> **Direction**:
Copy the listing below verbatim, from the line that contains "plumage, that would be wonderful." through the listing's last line.

> **Given records**:
☆ ☆ ☆ ☆

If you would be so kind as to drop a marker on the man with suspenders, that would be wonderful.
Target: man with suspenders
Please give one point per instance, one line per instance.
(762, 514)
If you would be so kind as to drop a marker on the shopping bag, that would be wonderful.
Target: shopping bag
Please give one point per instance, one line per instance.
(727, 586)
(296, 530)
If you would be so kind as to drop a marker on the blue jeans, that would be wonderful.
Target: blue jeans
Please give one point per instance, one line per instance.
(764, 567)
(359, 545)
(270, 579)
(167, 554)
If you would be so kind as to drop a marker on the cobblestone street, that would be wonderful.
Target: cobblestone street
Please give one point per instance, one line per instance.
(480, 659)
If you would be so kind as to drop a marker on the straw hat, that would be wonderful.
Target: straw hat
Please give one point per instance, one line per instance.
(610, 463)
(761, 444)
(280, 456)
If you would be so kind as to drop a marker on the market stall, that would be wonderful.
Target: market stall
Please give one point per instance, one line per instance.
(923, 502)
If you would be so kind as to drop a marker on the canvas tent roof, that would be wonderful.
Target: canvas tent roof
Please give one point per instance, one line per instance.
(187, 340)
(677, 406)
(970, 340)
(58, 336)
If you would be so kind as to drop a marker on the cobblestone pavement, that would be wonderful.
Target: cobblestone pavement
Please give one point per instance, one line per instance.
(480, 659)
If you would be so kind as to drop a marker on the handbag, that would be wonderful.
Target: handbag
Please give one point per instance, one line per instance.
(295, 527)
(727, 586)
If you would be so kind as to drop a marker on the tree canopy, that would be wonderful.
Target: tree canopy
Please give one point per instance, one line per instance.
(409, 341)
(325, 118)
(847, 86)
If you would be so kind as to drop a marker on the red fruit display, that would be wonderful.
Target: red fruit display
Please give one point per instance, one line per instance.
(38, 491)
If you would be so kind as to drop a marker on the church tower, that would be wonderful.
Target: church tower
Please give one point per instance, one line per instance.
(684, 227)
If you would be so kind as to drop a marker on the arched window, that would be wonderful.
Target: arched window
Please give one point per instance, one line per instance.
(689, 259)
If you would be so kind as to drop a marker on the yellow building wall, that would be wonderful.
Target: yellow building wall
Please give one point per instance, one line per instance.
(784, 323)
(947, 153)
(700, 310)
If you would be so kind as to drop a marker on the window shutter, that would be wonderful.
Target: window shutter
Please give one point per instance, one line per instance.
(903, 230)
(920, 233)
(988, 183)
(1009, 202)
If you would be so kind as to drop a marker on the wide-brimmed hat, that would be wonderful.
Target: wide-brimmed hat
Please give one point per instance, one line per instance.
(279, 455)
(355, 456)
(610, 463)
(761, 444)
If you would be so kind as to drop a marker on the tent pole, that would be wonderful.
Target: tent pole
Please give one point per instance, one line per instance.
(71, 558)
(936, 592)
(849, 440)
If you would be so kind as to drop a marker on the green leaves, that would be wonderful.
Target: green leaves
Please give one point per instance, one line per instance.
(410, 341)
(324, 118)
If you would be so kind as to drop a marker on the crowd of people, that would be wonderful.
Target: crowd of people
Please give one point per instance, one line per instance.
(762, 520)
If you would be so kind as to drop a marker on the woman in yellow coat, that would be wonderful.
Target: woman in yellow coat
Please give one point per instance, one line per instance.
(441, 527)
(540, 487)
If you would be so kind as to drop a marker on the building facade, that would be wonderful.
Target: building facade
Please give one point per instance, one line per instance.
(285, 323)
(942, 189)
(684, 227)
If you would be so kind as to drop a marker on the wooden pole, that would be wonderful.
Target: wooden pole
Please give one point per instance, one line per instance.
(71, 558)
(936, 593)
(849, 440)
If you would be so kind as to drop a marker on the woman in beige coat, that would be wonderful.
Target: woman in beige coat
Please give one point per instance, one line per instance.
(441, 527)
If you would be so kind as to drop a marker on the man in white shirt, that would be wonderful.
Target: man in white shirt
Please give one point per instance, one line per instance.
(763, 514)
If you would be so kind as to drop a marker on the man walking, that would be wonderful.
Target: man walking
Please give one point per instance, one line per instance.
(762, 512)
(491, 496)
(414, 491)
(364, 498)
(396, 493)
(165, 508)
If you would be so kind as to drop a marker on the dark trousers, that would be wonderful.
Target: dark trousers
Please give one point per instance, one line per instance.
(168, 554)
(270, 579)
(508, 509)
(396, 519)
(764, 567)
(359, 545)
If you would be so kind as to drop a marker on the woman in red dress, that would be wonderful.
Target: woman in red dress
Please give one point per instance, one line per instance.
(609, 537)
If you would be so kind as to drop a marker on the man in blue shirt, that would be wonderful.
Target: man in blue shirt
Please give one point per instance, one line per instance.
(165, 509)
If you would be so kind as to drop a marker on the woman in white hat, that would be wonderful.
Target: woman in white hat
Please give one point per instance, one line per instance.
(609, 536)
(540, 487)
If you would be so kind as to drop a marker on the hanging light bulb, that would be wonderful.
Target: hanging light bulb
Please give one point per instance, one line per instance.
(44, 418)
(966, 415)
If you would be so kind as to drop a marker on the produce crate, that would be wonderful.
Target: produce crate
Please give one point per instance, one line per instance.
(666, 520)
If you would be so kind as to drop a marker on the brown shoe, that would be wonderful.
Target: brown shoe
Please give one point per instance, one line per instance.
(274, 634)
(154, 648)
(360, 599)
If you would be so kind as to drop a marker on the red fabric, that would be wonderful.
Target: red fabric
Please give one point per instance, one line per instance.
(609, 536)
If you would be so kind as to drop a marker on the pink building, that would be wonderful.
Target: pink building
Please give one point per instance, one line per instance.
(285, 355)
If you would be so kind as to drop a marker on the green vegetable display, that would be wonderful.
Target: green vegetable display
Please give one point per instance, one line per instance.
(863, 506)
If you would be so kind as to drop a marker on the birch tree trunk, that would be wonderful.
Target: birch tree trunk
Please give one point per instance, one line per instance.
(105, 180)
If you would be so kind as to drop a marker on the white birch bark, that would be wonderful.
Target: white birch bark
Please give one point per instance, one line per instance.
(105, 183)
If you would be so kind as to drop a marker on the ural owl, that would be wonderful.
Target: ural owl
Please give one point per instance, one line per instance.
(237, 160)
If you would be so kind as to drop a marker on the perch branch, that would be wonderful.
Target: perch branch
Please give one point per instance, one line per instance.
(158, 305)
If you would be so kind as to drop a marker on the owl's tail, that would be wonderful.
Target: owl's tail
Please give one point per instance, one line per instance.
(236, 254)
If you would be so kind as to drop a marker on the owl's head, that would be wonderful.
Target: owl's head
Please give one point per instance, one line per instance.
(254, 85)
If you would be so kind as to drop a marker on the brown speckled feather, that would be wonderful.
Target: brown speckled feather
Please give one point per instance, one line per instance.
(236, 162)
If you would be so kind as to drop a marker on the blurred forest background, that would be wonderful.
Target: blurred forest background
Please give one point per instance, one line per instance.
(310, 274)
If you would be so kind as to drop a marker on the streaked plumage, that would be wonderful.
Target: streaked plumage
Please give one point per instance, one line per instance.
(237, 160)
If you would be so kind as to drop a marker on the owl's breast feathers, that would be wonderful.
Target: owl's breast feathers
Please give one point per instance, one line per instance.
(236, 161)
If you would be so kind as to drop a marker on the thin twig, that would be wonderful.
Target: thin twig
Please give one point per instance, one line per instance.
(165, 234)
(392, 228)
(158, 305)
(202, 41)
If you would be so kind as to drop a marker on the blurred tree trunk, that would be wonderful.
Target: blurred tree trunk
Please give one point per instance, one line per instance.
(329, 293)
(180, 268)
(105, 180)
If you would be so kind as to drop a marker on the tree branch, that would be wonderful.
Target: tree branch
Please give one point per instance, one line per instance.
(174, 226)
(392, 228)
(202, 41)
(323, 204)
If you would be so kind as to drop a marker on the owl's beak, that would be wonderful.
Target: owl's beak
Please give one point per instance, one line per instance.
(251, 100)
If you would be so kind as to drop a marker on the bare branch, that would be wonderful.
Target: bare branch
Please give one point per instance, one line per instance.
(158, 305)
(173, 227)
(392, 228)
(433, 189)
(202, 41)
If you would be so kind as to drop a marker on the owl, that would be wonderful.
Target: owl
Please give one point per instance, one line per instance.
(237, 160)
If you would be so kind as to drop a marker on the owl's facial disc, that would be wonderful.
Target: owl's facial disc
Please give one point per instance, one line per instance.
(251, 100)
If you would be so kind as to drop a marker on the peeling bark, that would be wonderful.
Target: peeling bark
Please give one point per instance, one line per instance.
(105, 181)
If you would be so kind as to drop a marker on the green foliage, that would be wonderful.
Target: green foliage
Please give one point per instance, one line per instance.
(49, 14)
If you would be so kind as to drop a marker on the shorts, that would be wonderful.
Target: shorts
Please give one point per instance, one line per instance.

☆ ☆ ☆ ☆

> **Task result**:
If you would be so kind as to drop a marker on the streaked plumage, that would be wonderful.
Target: streaked plumage
Please give one point per instance, one line per instance.
(237, 160)
If you would be so kind as to drop a marker on the owl's breast feathers, that would be wonderful.
Target: owl's breast feathers
Please give one point per instance, one line per instance.
(236, 161)
If you would be so kind as to drop a marker on the thin twig, that would be wonderful.
Target: thin twig
Please give one point per instance, one line per instance.
(165, 234)
(392, 228)
(158, 305)
(202, 41)
If you would be so kind as to drop a marker on the blurred tree trunk, that would be wonderful.
Target: blurred tree trunk
Please give one point per instance, one line per instance.
(329, 293)
(180, 268)
(105, 180)
If you would be so kind as to drop a marker on the tree branch, that would be wonderful.
Target: tree branch
Please give one point per instance, one line per instance.
(174, 226)
(392, 228)
(202, 41)
(323, 204)
If you would be so kind as to drop a marker on the owl's beak, that would be wonderful.
Target: owl's beak
Please give one point per instance, one line per instance.
(251, 100)
If you would be so kind as to drop a marker on the bare branch, that would be wonderful.
Target: bare branch
Please give one point per instance, one line per instance.
(158, 305)
(173, 227)
(392, 228)
(433, 189)
(202, 41)
If you would be so kind as to drop a marker on the owl, that would be wonderful.
Target: owl
Please give one point per instance, one line per instance.
(237, 160)
If you would be so kind as to drop a marker on the owl's facial disc, that would be wonderful.
Target: owl's facial disc
Please give one point per instance, one line per instance.
(251, 100)
If you would be so kind as to drop a marker on the peeling bark, that would be wonderful.
Target: peeling bark
Please give one point per instance, one line per instance.
(105, 181)
If you would be so kind as to drop a marker on the green foliage, that would be wonderful.
Target: green foliage
Please give one point per instance, one line per instance.
(49, 14)
If you would be so kind as to drop a marker on the shorts, that would be wonderful.
Target: shorts
Please give one point per instance, one line per instance.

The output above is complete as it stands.